WORK TO COMPLETE:
Once you reach the line containing "When the pointer runs", reproduce it and every later line exactly, through the end of the data.

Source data

* * * * *

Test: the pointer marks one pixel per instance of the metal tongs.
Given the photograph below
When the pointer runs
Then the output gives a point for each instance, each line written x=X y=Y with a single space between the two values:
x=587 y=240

* * * * *

SOLUTION:
When the pointer runs
Then the output gives a point for each instance, each line written x=X y=Y with a single space between the two values:
x=587 y=240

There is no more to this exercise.